Task directions –
Substitute "ice-covered" for "snow-covered" in all the data below and give it back otherwise unchanged, without the pictures.

Supplied information –

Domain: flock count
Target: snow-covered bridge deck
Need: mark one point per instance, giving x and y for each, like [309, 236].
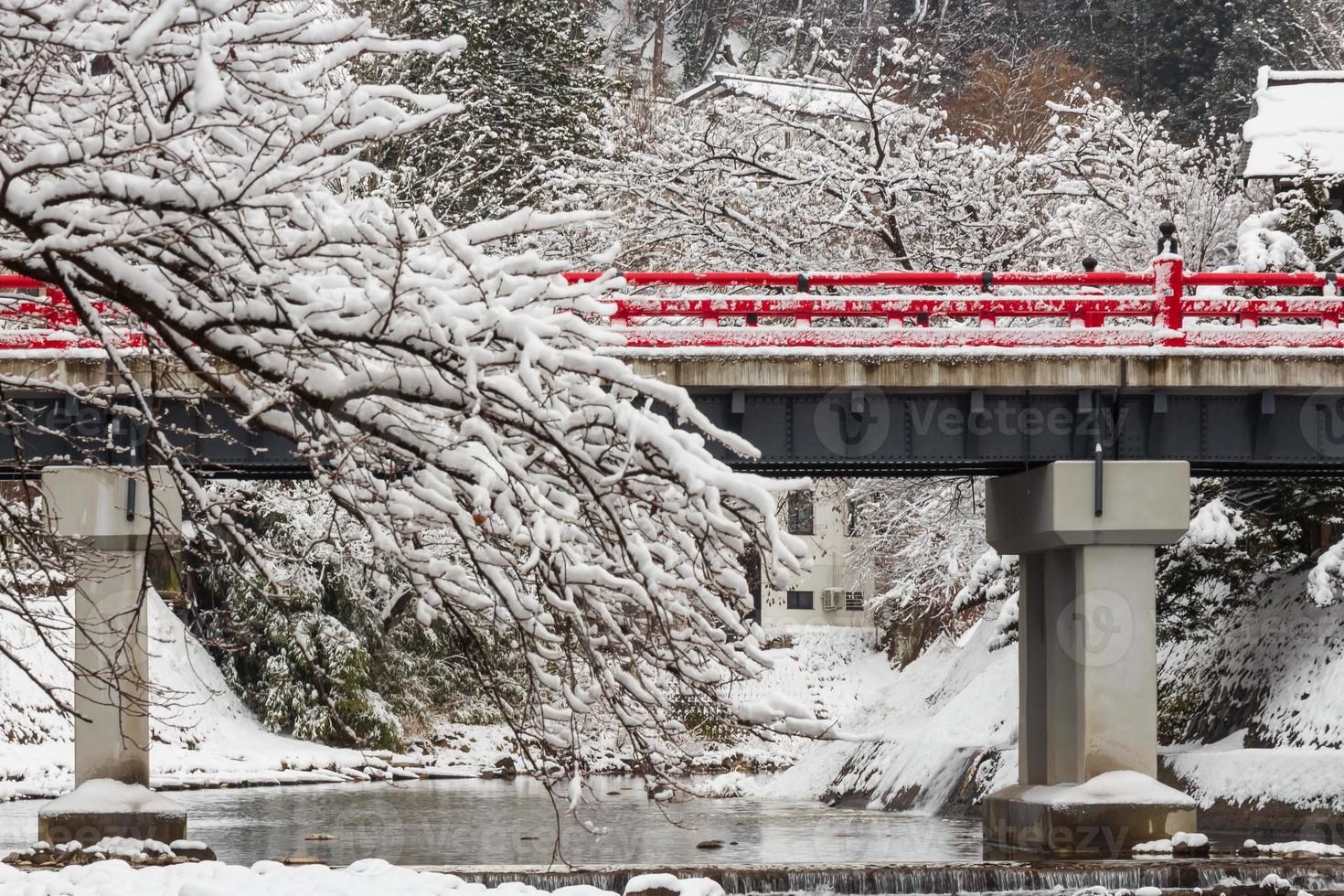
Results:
[987, 383]
[832, 377]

Task solution –
Domain: flock count
Target: ice-covered bridge deck
Need: mark one point per instance, giving x and y for each, like [309, 236].
Results:
[987, 383]
[832, 377]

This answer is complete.